STATED EXERCISE –
Return, word for word, the portion of the entries below that begins with the line containing "Can you see the zebra nostril?", including that line, and runs through the final line of the entries.

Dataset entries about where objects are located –
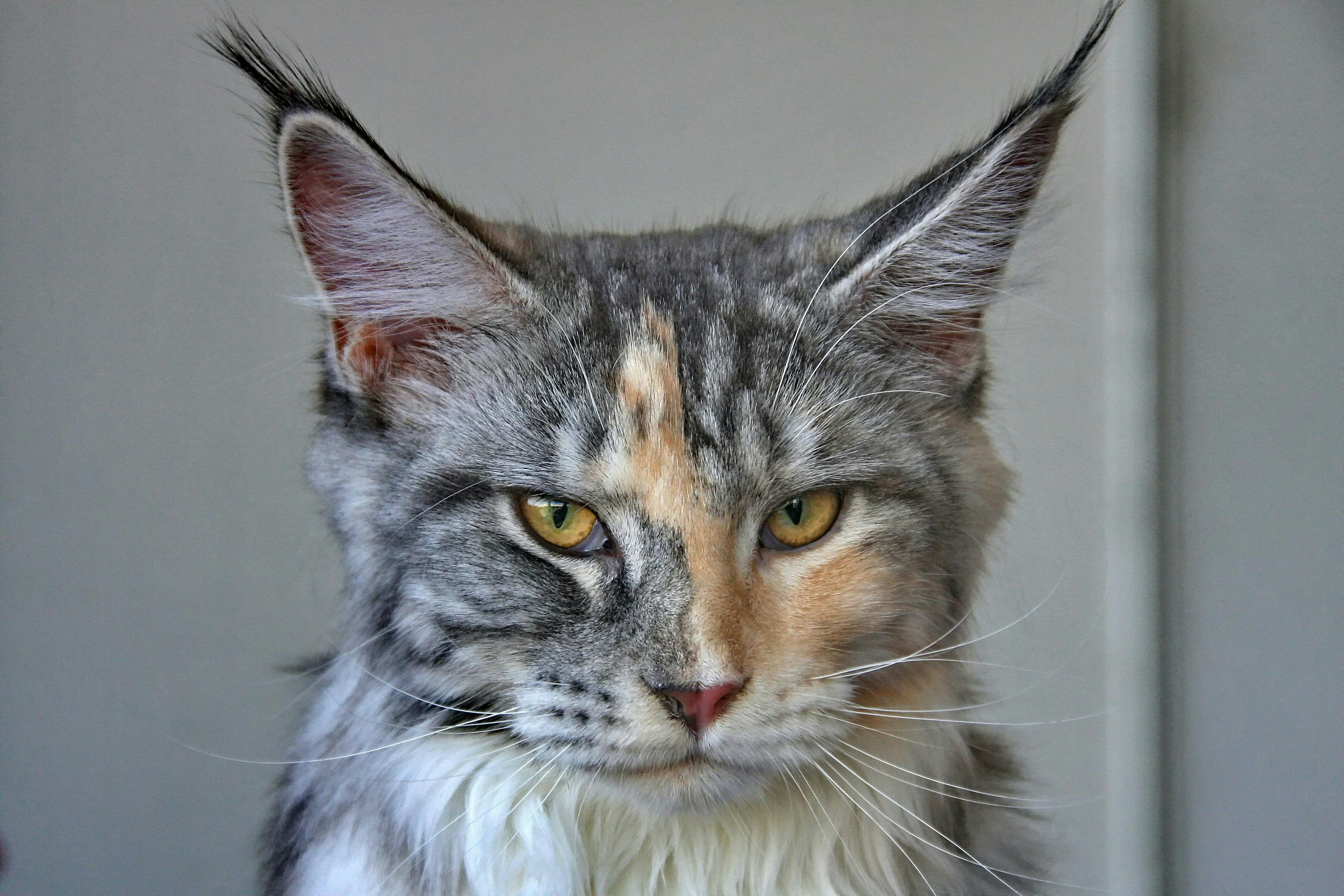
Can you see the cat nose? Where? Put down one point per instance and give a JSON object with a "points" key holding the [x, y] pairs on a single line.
{"points": [[699, 707]]}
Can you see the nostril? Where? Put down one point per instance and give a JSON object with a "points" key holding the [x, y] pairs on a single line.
{"points": [[699, 707]]}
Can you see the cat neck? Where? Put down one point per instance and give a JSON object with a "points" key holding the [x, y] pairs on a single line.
{"points": [[480, 816]]}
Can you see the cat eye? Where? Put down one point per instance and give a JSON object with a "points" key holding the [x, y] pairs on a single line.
{"points": [[564, 524], [802, 520]]}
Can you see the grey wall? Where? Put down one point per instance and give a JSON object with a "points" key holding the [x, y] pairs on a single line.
{"points": [[1256, 440], [159, 551]]}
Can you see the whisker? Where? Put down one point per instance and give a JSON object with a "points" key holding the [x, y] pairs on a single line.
{"points": [[886, 833], [456, 819], [465, 488], [945, 784], [975, 722], [408, 694], [910, 833], [926, 652]]}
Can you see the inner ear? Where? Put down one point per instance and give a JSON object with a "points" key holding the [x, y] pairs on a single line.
{"points": [[397, 270], [377, 350]]}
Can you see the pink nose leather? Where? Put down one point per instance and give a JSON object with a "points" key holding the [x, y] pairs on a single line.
{"points": [[701, 707]]}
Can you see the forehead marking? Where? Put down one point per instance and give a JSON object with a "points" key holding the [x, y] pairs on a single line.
{"points": [[655, 465]]}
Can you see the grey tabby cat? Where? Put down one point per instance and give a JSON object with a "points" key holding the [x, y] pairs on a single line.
{"points": [[655, 543]]}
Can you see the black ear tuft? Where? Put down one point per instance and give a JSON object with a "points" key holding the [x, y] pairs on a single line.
{"points": [[288, 85], [399, 268], [928, 260]]}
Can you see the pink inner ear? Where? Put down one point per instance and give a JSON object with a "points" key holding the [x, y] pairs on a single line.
{"points": [[374, 350], [329, 202], [954, 340]]}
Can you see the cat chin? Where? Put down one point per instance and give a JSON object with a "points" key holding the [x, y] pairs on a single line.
{"points": [[691, 786]]}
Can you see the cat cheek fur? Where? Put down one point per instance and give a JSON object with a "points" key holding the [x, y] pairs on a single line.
{"points": [[495, 721]]}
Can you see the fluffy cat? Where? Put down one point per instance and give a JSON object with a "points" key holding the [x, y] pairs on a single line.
{"points": [[656, 545]]}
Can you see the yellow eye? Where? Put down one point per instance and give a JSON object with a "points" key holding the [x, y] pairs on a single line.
{"points": [[561, 523], [802, 520]]}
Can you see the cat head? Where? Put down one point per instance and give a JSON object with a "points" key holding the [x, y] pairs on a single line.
{"points": [[669, 503]]}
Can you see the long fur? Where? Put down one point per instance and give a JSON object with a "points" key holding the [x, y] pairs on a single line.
{"points": [[500, 717]]}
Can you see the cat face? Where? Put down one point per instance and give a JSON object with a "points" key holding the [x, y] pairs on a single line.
{"points": [[652, 417], [647, 504]]}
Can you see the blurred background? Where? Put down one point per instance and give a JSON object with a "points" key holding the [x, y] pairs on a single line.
{"points": [[1169, 386]]}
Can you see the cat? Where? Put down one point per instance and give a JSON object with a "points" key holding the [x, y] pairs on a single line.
{"points": [[656, 545]]}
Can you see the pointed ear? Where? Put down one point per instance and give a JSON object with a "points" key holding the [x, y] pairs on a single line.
{"points": [[930, 257], [396, 270]]}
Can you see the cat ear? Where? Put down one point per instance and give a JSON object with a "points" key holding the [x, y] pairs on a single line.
{"points": [[396, 270], [930, 257]]}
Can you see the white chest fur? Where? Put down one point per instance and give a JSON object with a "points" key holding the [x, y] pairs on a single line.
{"points": [[478, 817]]}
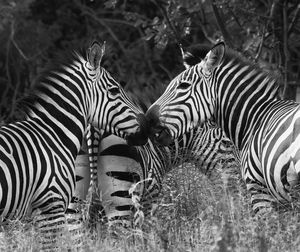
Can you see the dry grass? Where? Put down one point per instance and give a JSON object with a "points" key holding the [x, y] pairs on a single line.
{"points": [[194, 213]]}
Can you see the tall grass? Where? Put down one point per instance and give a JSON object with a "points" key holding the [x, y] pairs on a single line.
{"points": [[193, 213]]}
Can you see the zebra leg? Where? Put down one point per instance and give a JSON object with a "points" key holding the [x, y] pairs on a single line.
{"points": [[118, 171], [95, 209], [261, 199], [51, 227]]}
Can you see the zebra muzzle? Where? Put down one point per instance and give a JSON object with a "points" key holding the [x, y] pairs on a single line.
{"points": [[141, 135]]}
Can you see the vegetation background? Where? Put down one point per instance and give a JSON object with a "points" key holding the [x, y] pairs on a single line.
{"points": [[143, 38]]}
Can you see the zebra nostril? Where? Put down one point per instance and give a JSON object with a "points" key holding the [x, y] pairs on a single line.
{"points": [[152, 116]]}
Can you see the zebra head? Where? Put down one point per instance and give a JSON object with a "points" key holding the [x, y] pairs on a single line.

TASK RESULT –
Can you see the zebra nostril? Where? Put down one point per instance and give a JSON object with a "points" key holding the [x, y] pairs on a single line.
{"points": [[152, 116]]}
Can you see the zebra head? Where? Put down one point per instance and give a JSON object with a "points" key holding the [x, y] pairs on a single line.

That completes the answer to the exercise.